**SELECTED EXTRACT**
____________________

A trust in East Anglia is set to launch a “nursing academy” for newly-qualified nurses, in a bid to retain and recruit staff.
The new initiative aims to both attract recruits from outside of the region and help and support newly-qualified staff to become clinical leaders of the future, according to Norfolk and Suffolk NHS Foundation Trust, which provides services across mental health and learning disabilities.
“We hope the nursing academy will enable all newly-qualified staff to become effective change agents within the NHS”
The 12-month pilot project will offer nurses who have recently joined the trust, peer group classes for completion of all statutory and mandatory training, networking opportunities, e-learning and leadership masterclasses.
Creation of the nursing academy, which will be launched on 17 November, has been led by the trust’s deputy director of nursing Michele Allot.
Ms Allot said: “The NHS continues to face on-going challenges in recruiting and retaining staff, to attract and retain high quality staff we need to be creative and have something extra to offer.
“The academy will support newly qualified nurses during their transition from student nurse to qualified nurse and demonstrates the trust’s commitment to supporting and developing staff, and provides the opportunity to develop personally and professionally,” she said.
Trust training manager Trudii Isherwood added: “The aim of the academy is to ensure that all newly-qualified nurses will have a professional… trust identify, feel valued and opportunities for targeted development.
“It is a very exciting initiative and will run under a strict evaluation programme during the pilot period to assess performance and outcomes,” she said.
“We hope the nursing academy will enable all newly-qualified staff to become effective change agents within the NHS, as well as effective and confident leaders in the future, providing an enhanced patient care and experience,” said Ms Isherwood.

____________________

**PROBLEMS TO SOLVE**
a) Could you quote the nursing academy article word for word, starting at "The 12-month pilot" and ending at "nursing Michele Allot."?
b) Answer these from the nursing academy article:
(i) On what date will the nursing academy be launched?
(ii) How long will the pilot project run?
(iii) Who led the creation of the nursing academy?

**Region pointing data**
____________________

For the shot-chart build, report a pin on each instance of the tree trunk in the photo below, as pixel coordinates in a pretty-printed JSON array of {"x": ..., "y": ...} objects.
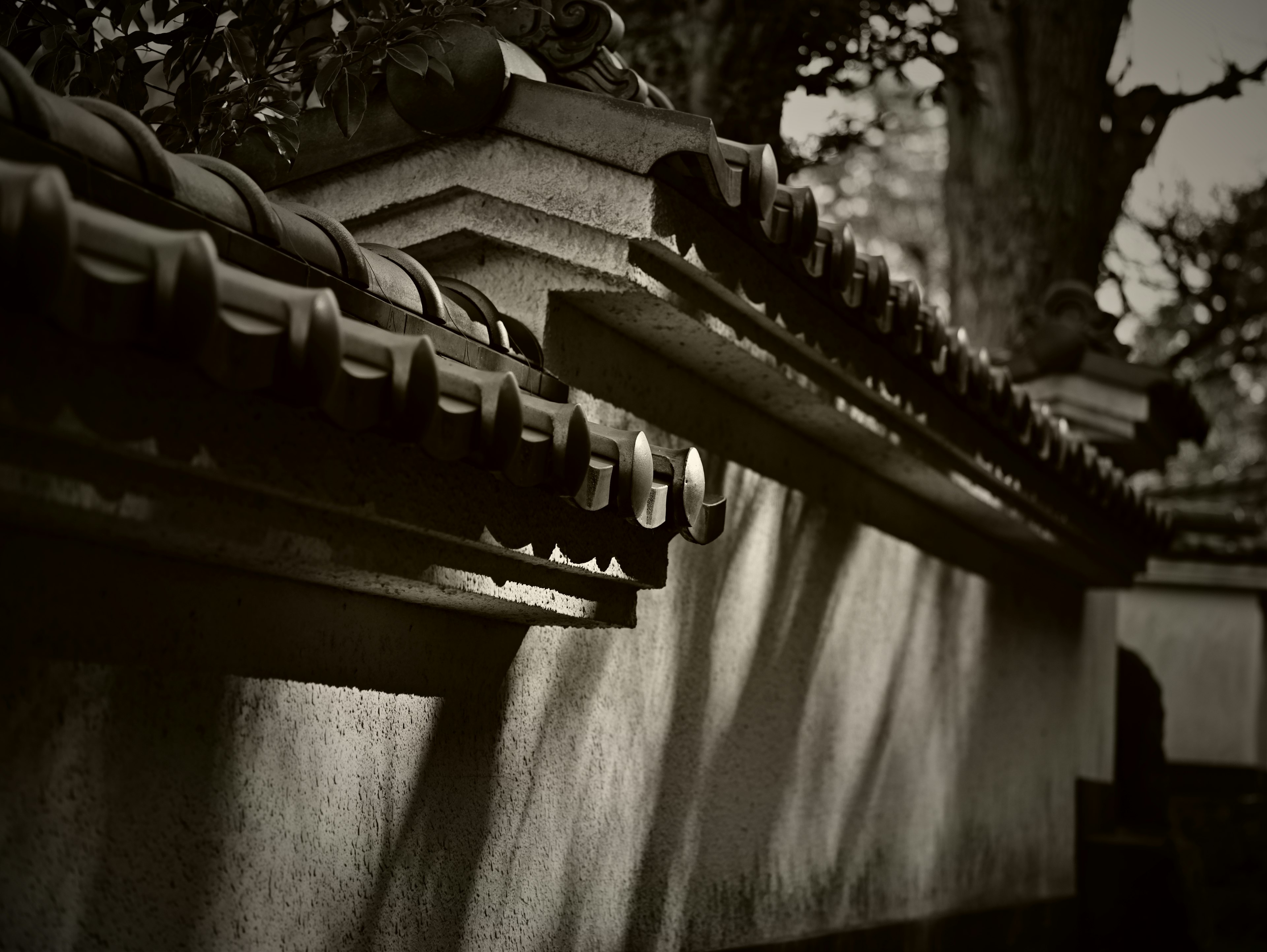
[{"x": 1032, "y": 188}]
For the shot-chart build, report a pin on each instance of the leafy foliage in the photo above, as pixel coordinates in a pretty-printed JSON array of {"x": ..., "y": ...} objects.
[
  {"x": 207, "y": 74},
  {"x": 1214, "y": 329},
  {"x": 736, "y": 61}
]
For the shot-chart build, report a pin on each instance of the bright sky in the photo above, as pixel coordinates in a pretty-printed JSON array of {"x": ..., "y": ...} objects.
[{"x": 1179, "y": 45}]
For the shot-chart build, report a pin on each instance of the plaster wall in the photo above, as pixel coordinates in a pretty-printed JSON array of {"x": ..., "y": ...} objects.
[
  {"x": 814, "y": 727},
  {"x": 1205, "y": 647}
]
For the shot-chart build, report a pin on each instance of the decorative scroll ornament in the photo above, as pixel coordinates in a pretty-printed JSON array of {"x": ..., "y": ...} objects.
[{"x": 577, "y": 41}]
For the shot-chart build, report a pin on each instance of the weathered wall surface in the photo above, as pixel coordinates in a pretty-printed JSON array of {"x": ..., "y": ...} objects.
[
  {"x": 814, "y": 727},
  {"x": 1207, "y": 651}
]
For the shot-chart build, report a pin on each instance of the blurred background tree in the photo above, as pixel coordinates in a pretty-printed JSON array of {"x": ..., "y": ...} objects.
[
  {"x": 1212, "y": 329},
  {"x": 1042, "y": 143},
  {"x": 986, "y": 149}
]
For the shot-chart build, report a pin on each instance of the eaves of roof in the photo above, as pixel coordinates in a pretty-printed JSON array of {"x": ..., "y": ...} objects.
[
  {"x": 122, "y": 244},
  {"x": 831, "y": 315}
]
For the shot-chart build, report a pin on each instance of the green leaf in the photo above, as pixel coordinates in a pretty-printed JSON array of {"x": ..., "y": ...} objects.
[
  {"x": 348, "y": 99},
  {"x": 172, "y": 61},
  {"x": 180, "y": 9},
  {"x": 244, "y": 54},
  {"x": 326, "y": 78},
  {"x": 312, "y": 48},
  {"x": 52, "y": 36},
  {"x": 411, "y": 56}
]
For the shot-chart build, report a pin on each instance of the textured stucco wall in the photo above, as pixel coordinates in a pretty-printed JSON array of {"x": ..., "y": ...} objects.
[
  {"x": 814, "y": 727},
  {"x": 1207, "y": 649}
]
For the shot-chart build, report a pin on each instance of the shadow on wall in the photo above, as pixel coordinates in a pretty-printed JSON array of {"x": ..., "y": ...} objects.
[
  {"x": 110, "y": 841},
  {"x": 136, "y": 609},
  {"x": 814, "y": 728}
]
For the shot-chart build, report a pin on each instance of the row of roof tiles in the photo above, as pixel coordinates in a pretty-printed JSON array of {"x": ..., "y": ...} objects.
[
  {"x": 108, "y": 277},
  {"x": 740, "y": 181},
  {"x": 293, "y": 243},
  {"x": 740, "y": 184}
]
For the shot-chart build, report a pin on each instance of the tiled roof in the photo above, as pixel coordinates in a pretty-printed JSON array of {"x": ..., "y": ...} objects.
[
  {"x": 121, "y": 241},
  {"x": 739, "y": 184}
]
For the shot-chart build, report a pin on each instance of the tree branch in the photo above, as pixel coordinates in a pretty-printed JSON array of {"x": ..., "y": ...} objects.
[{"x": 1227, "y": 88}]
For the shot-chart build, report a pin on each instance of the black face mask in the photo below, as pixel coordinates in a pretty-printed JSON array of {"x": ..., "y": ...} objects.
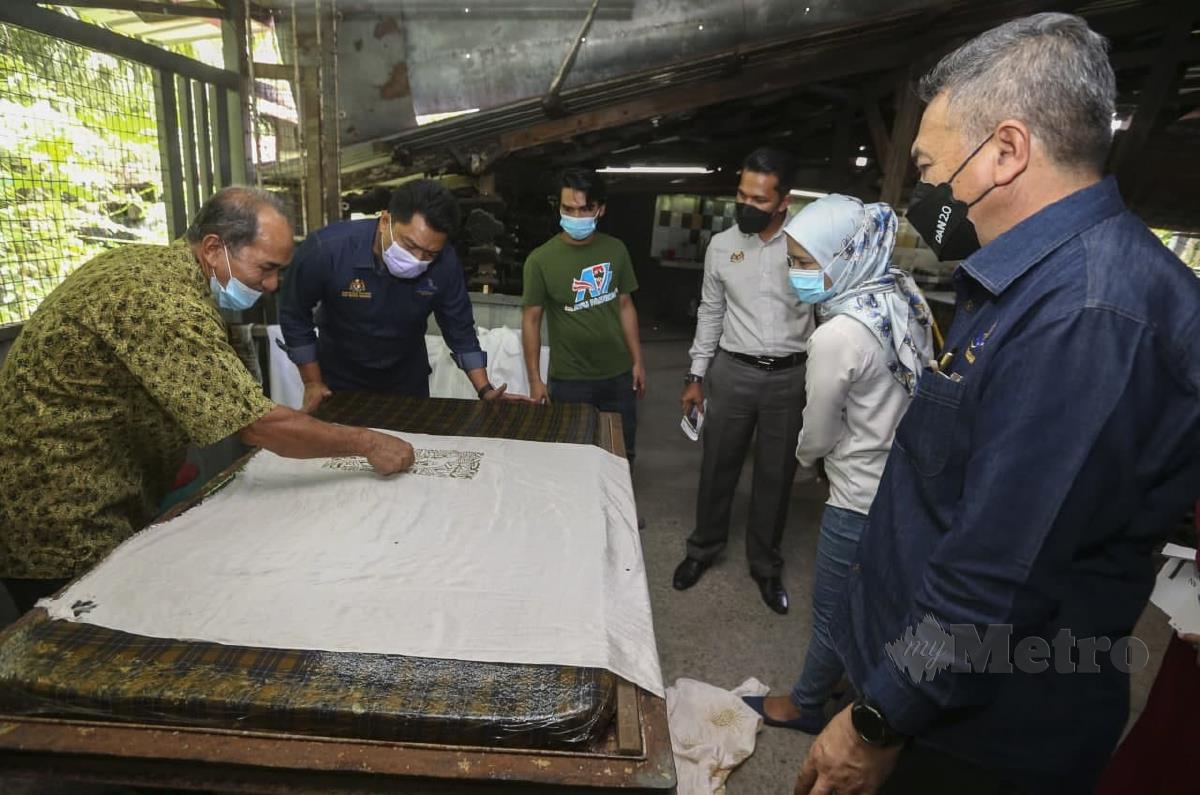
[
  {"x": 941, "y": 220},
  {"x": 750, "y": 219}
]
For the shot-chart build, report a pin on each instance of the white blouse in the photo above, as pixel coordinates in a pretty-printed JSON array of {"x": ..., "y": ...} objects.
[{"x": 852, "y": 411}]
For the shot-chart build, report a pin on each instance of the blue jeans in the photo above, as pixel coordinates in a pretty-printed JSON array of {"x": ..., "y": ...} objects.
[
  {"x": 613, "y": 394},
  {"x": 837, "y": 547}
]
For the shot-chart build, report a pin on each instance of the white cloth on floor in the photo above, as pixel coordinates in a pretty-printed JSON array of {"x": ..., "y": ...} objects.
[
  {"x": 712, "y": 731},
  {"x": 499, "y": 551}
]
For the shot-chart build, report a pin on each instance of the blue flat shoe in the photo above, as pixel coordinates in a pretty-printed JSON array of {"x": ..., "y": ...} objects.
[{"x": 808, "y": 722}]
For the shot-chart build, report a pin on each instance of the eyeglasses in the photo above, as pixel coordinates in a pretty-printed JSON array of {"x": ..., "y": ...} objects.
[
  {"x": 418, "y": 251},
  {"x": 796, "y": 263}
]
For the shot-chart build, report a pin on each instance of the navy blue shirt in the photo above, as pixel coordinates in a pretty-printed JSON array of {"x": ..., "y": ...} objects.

____________________

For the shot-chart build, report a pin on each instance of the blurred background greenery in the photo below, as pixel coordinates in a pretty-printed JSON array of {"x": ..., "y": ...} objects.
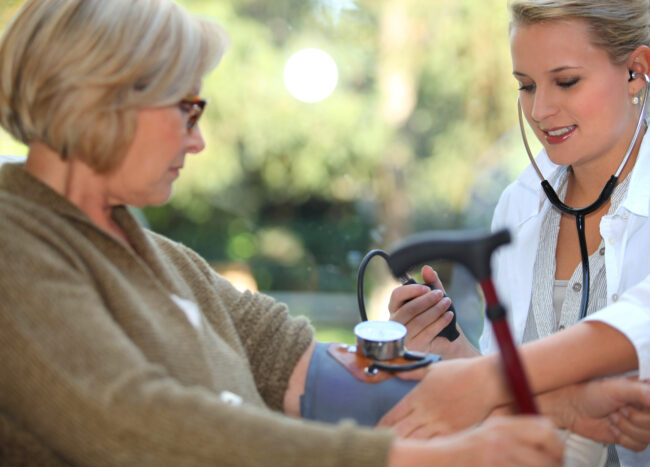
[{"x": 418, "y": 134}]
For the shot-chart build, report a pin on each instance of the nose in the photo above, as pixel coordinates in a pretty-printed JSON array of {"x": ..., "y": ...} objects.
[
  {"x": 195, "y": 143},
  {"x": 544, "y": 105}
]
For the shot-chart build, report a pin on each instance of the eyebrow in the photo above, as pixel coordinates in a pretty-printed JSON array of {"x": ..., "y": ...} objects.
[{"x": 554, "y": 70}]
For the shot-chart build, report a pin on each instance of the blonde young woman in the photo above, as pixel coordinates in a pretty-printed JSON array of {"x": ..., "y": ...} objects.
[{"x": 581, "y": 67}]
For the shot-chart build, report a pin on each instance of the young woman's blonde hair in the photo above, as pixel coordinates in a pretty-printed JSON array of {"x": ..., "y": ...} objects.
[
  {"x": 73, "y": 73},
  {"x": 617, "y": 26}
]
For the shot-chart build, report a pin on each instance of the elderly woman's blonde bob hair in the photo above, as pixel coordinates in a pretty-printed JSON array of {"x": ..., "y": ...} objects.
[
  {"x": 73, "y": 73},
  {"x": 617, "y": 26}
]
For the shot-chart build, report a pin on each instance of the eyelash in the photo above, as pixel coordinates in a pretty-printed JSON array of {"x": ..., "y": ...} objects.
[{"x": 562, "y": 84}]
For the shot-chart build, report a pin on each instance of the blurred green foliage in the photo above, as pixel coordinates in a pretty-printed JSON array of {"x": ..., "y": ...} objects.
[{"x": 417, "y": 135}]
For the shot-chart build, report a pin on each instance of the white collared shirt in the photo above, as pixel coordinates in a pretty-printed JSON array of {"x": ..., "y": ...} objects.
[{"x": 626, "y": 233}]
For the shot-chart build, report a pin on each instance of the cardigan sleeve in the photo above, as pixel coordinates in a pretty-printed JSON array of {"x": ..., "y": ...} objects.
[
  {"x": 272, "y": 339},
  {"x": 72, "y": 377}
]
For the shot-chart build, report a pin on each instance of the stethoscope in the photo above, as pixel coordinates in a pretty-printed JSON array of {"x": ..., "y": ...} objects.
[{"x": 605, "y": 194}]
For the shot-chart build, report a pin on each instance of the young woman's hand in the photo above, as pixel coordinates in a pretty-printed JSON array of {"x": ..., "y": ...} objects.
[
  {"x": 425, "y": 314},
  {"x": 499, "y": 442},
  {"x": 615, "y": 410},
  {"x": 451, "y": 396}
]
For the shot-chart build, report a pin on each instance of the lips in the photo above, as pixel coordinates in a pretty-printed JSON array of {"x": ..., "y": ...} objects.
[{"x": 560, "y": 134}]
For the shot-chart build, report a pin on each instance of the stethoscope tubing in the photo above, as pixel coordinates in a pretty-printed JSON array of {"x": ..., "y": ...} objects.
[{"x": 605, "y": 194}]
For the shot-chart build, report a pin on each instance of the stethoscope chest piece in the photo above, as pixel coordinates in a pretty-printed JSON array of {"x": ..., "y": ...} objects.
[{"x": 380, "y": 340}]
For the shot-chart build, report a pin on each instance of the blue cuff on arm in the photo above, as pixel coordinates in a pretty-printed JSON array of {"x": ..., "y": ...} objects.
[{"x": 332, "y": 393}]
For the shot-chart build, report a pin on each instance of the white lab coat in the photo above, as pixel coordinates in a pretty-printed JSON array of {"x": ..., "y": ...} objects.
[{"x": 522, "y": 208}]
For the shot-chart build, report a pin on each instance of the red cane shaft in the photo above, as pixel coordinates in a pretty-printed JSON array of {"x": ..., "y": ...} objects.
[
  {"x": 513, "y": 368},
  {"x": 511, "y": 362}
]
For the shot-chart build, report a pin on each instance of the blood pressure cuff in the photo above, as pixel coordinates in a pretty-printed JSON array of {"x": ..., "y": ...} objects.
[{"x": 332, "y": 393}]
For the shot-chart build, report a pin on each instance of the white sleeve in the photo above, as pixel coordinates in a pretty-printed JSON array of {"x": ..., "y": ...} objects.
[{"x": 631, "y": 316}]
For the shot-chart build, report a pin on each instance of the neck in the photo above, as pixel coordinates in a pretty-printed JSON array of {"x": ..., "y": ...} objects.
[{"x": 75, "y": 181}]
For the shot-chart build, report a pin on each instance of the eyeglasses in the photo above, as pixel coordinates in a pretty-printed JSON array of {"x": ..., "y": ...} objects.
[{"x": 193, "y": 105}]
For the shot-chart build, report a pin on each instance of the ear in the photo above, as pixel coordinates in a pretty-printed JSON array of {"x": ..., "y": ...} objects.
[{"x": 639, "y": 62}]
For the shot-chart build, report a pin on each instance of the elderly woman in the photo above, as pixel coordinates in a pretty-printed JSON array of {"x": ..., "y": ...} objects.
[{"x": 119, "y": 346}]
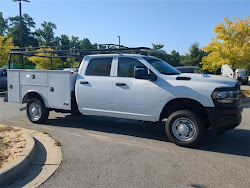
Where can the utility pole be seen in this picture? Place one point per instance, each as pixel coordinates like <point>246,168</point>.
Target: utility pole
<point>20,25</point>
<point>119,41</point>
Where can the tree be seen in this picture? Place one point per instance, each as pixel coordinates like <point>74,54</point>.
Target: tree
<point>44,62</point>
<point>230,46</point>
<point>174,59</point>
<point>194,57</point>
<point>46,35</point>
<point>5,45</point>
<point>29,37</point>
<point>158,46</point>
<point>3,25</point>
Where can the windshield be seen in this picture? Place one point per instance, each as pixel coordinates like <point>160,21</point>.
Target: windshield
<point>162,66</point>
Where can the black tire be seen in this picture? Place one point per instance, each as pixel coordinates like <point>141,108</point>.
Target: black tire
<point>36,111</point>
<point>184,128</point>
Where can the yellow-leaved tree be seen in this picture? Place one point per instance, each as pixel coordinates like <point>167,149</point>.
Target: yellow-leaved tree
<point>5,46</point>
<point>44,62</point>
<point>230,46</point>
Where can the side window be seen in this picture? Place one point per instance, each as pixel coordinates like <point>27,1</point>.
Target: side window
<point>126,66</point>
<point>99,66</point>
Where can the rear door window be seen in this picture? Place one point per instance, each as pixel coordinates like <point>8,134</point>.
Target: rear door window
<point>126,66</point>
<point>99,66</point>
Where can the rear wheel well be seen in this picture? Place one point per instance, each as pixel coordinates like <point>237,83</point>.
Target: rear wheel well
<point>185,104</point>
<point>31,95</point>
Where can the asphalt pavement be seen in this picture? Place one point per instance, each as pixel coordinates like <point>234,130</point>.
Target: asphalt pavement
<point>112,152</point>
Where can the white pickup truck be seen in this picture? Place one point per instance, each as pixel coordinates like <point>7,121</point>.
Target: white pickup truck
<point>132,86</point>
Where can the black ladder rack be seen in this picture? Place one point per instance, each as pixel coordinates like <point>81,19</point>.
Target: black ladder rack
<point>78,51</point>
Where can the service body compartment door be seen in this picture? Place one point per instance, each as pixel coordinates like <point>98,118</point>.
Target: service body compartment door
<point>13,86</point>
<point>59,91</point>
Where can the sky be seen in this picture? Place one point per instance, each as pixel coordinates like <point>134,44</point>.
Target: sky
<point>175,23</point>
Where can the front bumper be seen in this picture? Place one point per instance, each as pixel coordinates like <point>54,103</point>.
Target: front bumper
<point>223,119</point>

____________________

**RESPONSES TO THE EXERCISE**
a)
The 12-month pilot project will offer nurses who have recently joined the trust, peer group classes for completion of all statutory and mandatory training, networking opportunities, e-learning and leadership masterclasses.
Creation of the nursing academy, which will be launched on 17 November, has been led by the trust’s deputy director of nursing Michele Allot.

b)
(i) 17 November
(ii) 12 months
(iii) Michele Allot, the trust's deputy director of nursing